Generators are special functions that can be paused and resumed, allowing you to control iteration and create lazy evaluation patterns. They provide a powerful way to work with sequences of data, implement custom iterators, and manage asynchronous operations.
In this tutorial, we'll explore generator functions, the yield keyword, generator methods, async generators, and practical use cases for this powerful JavaScript feature.
Understanding Generators
Generators are functions that can be paused and resumed, producing multiple values over time.
Basic Generator Syntax
// Generator function declaration
function* generatorFunction() {
yield 'First';
yield 'Second';
yield 'Third';
}
// Create generator object
const generator = generatorFunction();
// Get values using next()
console.log(generator.next()); // { value: 'First', done: false }
console.log(generator.next()); // { value: 'Second', done: false }
console.log(generator.next()); // { value: 'Third', done: false }
console.log(generator.next()); // { value: undefined, done: true }
// Generator expression
const generatorExpression = function*() {
yield 1;
yield 2;
yield 3;
};
// Arrow generator (ES2022)
const arrowGenerator = *() => {
yield 'A';
yield 'B';
};Generator with for...of
// Using for...of with generators
function* numberGenerator() {
yield 1;
yield 2;
yield 3;
yield 4;
yield 5;
}
for (const num of numberGenerator()) {
console.log(num); // 1, 2, 3, 4, 5
}
// Spread operator with generators
const numbers = [...numberGenerator()];
console.log(numbers); // [1, 2, 3, 4, 5]
// Destructuring with generators
const [first, second, third] = numberGenerator();
console.log(first, second, third); // 1, 2, 3
// Array methods with generators
const doubled = [...numberGenerator()].map(x => x * 2);
console.log(doubled); // [2, 4, 6, 8, 10]Yield Keyword
The yield keyword pauses generator execution and returns a value.

......

_PROBLEM TO SOLVE_
For each numbered statement, decide whether it agrees with the generators tutorial, answering yes or no and quoting the deciding words of the tutorial. 1. A fourth call to next() on the generator that yields 'First', 'Second' and 'Third' reports that it is done. 2. The yield keyword ends generator execution permanently. 3. Spreading numberGenerator() into an array gives the numbers 1 through 5.

......

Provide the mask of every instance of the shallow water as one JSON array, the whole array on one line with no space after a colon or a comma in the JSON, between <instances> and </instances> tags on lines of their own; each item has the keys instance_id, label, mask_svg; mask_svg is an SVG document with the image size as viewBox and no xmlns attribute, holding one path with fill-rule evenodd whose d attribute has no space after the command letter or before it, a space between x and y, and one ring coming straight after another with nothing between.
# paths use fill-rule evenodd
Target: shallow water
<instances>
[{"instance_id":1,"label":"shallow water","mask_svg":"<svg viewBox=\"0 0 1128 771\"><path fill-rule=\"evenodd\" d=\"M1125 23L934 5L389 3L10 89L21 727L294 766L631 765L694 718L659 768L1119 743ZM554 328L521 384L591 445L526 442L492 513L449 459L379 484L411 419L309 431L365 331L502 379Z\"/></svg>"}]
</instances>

......

_WRITTEN REPLY_
1. Yes: "// { value: undefined, done: true }"
2. No: "The yield keyword pauses generator execution and returns a value."
3. Yes: "console.log(numbers); // [1, 2, 3, 4, 5]"